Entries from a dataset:
***

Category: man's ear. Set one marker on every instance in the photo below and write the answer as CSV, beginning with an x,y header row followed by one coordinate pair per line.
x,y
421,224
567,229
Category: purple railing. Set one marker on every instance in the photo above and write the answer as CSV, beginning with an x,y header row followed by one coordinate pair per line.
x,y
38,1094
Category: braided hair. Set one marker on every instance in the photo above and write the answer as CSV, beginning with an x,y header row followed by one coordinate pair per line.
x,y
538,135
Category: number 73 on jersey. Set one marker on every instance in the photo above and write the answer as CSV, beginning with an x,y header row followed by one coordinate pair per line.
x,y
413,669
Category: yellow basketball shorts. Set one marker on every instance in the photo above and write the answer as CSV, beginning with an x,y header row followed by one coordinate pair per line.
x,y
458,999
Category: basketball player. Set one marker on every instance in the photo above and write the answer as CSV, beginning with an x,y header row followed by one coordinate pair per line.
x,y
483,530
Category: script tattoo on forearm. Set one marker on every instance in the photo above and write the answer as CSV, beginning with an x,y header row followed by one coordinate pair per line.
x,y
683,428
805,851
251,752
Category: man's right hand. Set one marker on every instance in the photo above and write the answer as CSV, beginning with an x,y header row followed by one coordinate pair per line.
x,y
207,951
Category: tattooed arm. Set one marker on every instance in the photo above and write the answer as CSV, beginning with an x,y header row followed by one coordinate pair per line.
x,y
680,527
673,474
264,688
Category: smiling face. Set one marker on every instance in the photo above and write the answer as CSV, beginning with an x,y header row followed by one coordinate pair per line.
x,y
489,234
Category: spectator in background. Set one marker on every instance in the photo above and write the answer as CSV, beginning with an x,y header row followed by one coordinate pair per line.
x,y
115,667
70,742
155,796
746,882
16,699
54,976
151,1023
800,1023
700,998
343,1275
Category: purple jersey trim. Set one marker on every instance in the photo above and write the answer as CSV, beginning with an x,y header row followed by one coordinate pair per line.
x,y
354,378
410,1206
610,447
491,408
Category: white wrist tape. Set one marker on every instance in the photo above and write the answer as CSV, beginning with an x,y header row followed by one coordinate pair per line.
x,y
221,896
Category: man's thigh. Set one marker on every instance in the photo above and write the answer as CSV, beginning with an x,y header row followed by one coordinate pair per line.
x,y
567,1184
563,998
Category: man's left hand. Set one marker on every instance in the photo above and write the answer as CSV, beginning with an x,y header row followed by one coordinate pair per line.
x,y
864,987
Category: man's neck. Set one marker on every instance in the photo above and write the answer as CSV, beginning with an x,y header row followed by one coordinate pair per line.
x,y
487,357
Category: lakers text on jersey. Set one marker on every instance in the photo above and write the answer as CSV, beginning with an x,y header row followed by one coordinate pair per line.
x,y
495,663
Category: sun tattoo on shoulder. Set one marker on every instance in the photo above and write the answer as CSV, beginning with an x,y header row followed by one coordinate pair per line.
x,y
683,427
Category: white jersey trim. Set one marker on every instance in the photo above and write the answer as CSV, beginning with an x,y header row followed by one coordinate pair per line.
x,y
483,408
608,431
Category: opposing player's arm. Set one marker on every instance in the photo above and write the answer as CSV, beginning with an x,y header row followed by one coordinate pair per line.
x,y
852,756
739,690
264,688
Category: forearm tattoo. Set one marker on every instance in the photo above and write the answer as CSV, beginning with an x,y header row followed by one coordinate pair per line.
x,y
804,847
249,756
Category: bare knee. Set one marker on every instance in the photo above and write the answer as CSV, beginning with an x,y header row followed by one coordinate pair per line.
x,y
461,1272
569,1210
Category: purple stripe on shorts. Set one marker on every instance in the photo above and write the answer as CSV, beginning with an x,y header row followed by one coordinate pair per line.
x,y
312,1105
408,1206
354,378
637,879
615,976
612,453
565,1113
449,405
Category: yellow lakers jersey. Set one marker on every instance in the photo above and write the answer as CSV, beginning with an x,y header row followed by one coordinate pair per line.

***

## The task
Extract the listing in its entirety and repeat it exactly.

## Response to this task
Category: man's ear. Set one marker on every instance in the photo below and write the answer as CSV, beginning with an x,y header row followed by one coordinate pair per line.
x,y
421,224
567,229
Category: purple railing. Set one marker on every instance in the photo above and write the answer as CSV, beginning with an x,y header row followed by one coordinate pair per line.
x,y
38,1094
Category: braided hair. Set one marker on every instance in the photo above and write the answer as CSV, beginning with an x,y header row followed by one coordinate pair per line.
x,y
538,135
Category: number 73 on jersey. Set one marker on every instance in the photo above and write the answer as CSV, beginning with an x,y header row followed by one coordinate pair per line.
x,y
413,669
Category: yellow basketball shorts. Set one marker on every instance in the photo above and write the answer as CSV, beginning with an x,y header row followed by one coordinate pair per line.
x,y
458,999
Category: basketball player. Set one marker on every instance in the photo above and write the answer as CSV, beginning with an x,y header row followed by one coordinate pair per line.
x,y
483,530
Category: script tattoo on forearm. Set one marker on every instance in the photo above and write the answer as CSV, beginning with an x,y header row followed by one coordinate pair per line.
x,y
683,428
805,851
251,752
Category: man's right hand. Set one marker on every instance in the photo above and write the answer as CSV, beginning with an x,y header row followed by one coordinate pair per line.
x,y
207,951
Category: tattooed arm. Set one marker on every instance in the photo above and write the answer as CSV, beginning with an x,y header row followed by one coordinate pair per line.
x,y
680,527
673,474
264,688
Category: smiling face. Set one marker on every instance in the photo above and write the answer as CSV, beginning with an x,y header row followed by one coordinate pair per line.
x,y
489,234
Category: spectator in background. Set one marker on every instance in the photo above and write the answer as CSV, beginning with an x,y header row followed by one coordinate pair per line.
x,y
115,667
70,742
155,796
746,882
16,699
54,976
151,1023
800,1023
700,998
343,1275
Category: purple jersey trim. Set one marker on every instance in the photo above and write the answer as CSV, beginning with an x,y header row followed by one coordinate pair per line.
x,y
354,378
410,1206
610,447
491,408
Category: white wrist tape. Set one marker on every instance in the photo above and write the answer as CSV, beginning with an x,y header row followed by one coordinate pair per line.
x,y
221,896
Category: man's thigh. Set one marker on every instance in the photo above and write the answer as CSV, beginning with an x,y header row followed by one coordinate pair per line.
x,y
567,1184
563,998
Category: man's left hand. Set one marker on every instance in the photo above and write the answer as CSV, beginning with an x,y header row followed by one coordinate pair per line.
x,y
864,987
Category: man's neck. Set one marker on every instance in the photo above and write the answer as CSV, beginning with an x,y header row followed by one coordinate pair per line.
x,y
487,357
Category: lakers text on jersey. Set one marker on every instance in the photo above and write the answer as CSV, beginning with an x,y header row followed by one coordinate pair per line.
x,y
495,663
Category: sun tattoo on shoulder. Set one marker on every instance in the photo above and write the answer as CSV, beginning with an x,y header row followed by one coordinate pair per line.
x,y
683,427
Category: white jersey trim. Set one marker on every instance in the photo above and write the answer as CSV, beginning with an x,y header row followed by one coordinate pair per line.
x,y
483,408
608,431
Category: opposing player's arm. Set one marker on every instance in the photo above and write the answer as CSV, beginning with an x,y header row followed by one coordinate pair per line.
x,y
852,756
739,690
264,688
Category: forearm tattoo. Set one marker on every instance in the photo above and write the answer as CSV, beginning with an x,y header row followed by one coordinate pair per line.
x,y
804,847
249,756
Category: bare knee. Set one marker on every instance in the photo above and write the answer as CSV, beginning with an x,y header row followed by one coordinate pair per line.
x,y
461,1272
569,1210
Category: purple stripe on shorts. Set one marker on every instance in the photo above and write the answer as CSV, beginning with an x,y header row followed by one coordinate pair per line.
x,y
312,1105
408,1206
354,378
637,879
615,976
612,453
565,1113
449,405
Category: yellow lakers jersey. Set one marker on every instance in the photo above and write the answer as CSV, beginning with an x,y header row followed by one coordinate pair per line.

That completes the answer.